*Record list*
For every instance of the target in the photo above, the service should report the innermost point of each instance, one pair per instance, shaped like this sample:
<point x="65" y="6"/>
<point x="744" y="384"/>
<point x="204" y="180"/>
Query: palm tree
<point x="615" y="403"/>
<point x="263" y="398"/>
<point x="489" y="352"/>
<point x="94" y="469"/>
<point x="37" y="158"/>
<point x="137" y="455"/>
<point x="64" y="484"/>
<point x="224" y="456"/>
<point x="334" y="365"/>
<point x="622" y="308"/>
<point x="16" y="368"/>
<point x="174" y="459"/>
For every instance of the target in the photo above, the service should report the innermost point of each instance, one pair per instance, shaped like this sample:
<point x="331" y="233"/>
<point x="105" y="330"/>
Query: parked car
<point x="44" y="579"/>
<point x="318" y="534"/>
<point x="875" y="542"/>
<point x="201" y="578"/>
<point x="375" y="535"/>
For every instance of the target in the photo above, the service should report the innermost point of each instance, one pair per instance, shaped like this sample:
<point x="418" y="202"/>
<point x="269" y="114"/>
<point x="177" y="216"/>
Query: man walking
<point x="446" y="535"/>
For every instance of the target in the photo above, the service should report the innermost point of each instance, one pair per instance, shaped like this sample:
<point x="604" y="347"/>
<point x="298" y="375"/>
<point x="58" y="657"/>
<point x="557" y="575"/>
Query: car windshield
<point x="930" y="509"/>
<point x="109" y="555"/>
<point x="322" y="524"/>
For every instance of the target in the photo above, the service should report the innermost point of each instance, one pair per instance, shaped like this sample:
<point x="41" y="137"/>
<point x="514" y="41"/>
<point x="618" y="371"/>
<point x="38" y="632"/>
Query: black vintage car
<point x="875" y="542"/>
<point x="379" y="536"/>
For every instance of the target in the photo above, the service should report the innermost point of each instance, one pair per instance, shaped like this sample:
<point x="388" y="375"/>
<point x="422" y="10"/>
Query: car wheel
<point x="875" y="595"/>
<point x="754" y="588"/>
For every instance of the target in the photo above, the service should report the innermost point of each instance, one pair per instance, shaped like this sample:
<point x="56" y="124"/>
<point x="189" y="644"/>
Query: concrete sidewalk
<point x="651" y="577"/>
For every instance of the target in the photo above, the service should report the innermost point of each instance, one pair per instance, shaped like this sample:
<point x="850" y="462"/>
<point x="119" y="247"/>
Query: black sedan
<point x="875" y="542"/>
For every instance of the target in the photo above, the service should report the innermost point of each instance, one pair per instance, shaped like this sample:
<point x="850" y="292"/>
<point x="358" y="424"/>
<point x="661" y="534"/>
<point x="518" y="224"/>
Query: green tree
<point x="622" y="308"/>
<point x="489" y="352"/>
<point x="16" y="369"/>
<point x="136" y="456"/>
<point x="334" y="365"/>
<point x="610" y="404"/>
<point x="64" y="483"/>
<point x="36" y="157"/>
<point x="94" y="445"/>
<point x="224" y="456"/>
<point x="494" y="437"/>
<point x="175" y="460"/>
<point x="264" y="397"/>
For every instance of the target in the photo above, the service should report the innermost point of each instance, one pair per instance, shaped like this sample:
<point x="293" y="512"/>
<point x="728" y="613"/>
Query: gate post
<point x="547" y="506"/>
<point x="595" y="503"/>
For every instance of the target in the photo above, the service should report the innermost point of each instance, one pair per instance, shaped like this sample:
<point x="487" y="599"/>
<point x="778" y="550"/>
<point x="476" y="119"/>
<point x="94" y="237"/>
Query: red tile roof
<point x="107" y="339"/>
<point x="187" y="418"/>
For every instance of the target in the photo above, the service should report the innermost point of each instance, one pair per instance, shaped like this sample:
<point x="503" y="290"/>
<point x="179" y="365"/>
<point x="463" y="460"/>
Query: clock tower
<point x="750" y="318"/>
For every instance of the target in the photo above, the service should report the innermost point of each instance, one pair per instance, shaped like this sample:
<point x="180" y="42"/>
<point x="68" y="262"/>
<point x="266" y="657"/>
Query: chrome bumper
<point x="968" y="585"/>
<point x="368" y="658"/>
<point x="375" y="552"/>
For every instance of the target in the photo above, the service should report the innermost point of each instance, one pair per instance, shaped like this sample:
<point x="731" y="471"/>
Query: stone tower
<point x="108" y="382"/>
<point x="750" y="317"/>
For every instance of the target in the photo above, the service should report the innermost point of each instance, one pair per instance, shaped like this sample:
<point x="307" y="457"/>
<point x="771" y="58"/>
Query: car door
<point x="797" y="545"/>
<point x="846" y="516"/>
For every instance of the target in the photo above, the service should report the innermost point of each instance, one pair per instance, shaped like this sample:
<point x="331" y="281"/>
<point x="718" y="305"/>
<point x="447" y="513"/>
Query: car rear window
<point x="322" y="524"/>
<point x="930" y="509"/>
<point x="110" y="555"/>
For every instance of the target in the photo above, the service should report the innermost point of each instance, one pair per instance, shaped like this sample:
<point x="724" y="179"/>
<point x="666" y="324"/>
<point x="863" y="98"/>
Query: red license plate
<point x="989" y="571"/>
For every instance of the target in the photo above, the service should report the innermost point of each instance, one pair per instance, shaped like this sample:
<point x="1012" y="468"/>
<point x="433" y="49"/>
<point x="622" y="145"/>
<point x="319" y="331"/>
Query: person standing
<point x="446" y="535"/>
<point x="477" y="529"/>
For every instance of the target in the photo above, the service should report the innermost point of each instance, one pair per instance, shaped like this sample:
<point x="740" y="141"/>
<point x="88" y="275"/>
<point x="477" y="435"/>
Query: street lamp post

*What you are asked to do*
Write the data back out verbatim.

*Task solution*
For every instance of the target in the photo above, the service should report the innermost point of each instance, one pair per instance, shaped like this sample:
<point x="65" y="6"/>
<point x="744" y="384"/>
<point x="204" y="180"/>
Query: palm tree
<point x="615" y="403"/>
<point x="263" y="398"/>
<point x="489" y="352"/>
<point x="94" y="469"/>
<point x="37" y="158"/>
<point x="137" y="455"/>
<point x="64" y="484"/>
<point x="224" y="456"/>
<point x="334" y="365"/>
<point x="622" y="308"/>
<point x="16" y="368"/>
<point x="174" y="459"/>
For every instance of the target in the photo above, the service should report the innermost point of each instance, one pair per instance, shaped like this sample:
<point x="331" y="233"/>
<point x="105" y="330"/>
Query: parked car
<point x="44" y="579"/>
<point x="318" y="534"/>
<point x="875" y="542"/>
<point x="201" y="578"/>
<point x="375" y="535"/>
For every instance of the target in the photo above, the service should report the innermost point of each instance, one pair per instance, shaped like this sample:
<point x="418" y="202"/>
<point x="269" y="114"/>
<point x="177" y="216"/>
Query: man walking
<point x="446" y="535"/>
For every instance of the target in the photo above, the service should report the innermost point of each instance, one pair per instance, shaped like this sample:
<point x="604" y="347"/>
<point x="298" y="375"/>
<point x="58" y="657"/>
<point x="557" y="575"/>
Query: car windshield
<point x="930" y="509"/>
<point x="109" y="555"/>
<point x="322" y="524"/>
For every instance of the target in the photo above, the service should report the innermost point of each instance, one pair per instance, shaped like this sample:
<point x="41" y="137"/>
<point x="514" y="41"/>
<point x="618" y="371"/>
<point x="38" y="632"/>
Query: black vintage car
<point x="875" y="542"/>
<point x="379" y="536"/>
For every instance of the target in the photo above, the service should report the innermost point of each instance, one pair per instance, shaped like this sample:
<point x="388" y="375"/>
<point x="422" y="10"/>
Query: car wheel
<point x="875" y="595"/>
<point x="754" y="588"/>
For every instance of the target in the photo above, the service should report the innermost point of each instance, one pair per instance, shaped like this sample:
<point x="56" y="124"/>
<point x="189" y="644"/>
Query: concrete sidewalk
<point x="651" y="577"/>
For every instance of the target in the photo above, the service should report the innermost point of each instance, one pair per instance, shaped like this sample:
<point x="850" y="462"/>
<point x="119" y="247"/>
Query: black sedan
<point x="875" y="542"/>
For every instance of the target in the photo above, the service should report the innermost point of each instance, one pair per instance, shaped like this sample:
<point x="850" y="292"/>
<point x="358" y="424"/>
<point x="661" y="534"/>
<point x="518" y="224"/>
Query: green tree
<point x="622" y="308"/>
<point x="489" y="352"/>
<point x="16" y="369"/>
<point x="136" y="456"/>
<point x="334" y="365"/>
<point x="610" y="404"/>
<point x="64" y="483"/>
<point x="36" y="157"/>
<point x="94" y="445"/>
<point x="224" y="456"/>
<point x="494" y="437"/>
<point x="175" y="460"/>
<point x="264" y="397"/>
For every instance of the target in the photo above, the service should report the innermost point of each instance, one pair per instance, shaped like this sample:
<point x="293" y="512"/>
<point x="728" y="613"/>
Query: gate post
<point x="547" y="506"/>
<point x="595" y="503"/>
For every instance of the target in the photo above, the service should report the innermost point of each instance, one pair per instance, shaped like this sample:
<point x="487" y="599"/>
<point x="778" y="550"/>
<point x="476" y="119"/>
<point x="94" y="237"/>
Query: red tile roof
<point x="107" y="339"/>
<point x="187" y="418"/>
For every instance of the target in the photo above, the service should report the innermost point of each instance, one pair per instance, shaped like this sample:
<point x="503" y="290"/>
<point x="179" y="365"/>
<point x="463" y="460"/>
Query: clock tower
<point x="750" y="318"/>
For every instance of the target in the photo above, the service should report the innermost point of each instance, one pair per instance, shaped like this sample:
<point x="180" y="42"/>
<point x="68" y="262"/>
<point x="266" y="657"/>
Query: chrome bumper
<point x="968" y="585"/>
<point x="368" y="658"/>
<point x="375" y="552"/>
For every instance of the target in the photo above, the service should report the innermost point of each instance, one pair per instance, shaped like this sample:
<point x="731" y="471"/>
Query: stone tower
<point x="108" y="382"/>
<point x="750" y="317"/>
For every instance of the target in the photo above, the service should report the innermost point of each instance, one pair per instance, shaped like this sample:
<point x="307" y="457"/>
<point x="771" y="58"/>
Query: car door
<point x="797" y="545"/>
<point x="846" y="516"/>
For every instance of the target in the photo above, the service should report the innermost point of each instance, one pair per instance, shaped like this sample:
<point x="331" y="281"/>
<point x="718" y="305"/>
<point x="447" y="513"/>
Query: car rear window
<point x="322" y="524"/>
<point x="930" y="509"/>
<point x="110" y="555"/>
For every instance of the target in the photo above, the service should report the innermost point of each instance, one pair per instance, shaped like this sample:
<point x="724" y="179"/>
<point x="666" y="324"/>
<point x="863" y="98"/>
Query: red license plate
<point x="989" y="571"/>
For every instance of the target in the photo above, the service should report the innermost point of each instance, one pair per instance, shaped like this sample:
<point x="1012" y="468"/>
<point x="433" y="49"/>
<point x="622" y="145"/>
<point x="319" y="331"/>
Query: person standing
<point x="446" y="535"/>
<point x="477" y="529"/>
For every instance of the target in the photo above, the service should report the innermost point of each instance, one pair per instance, shaped like this sample:
<point x="740" y="141"/>
<point x="88" y="275"/>
<point x="477" y="435"/>
Query: street lamp post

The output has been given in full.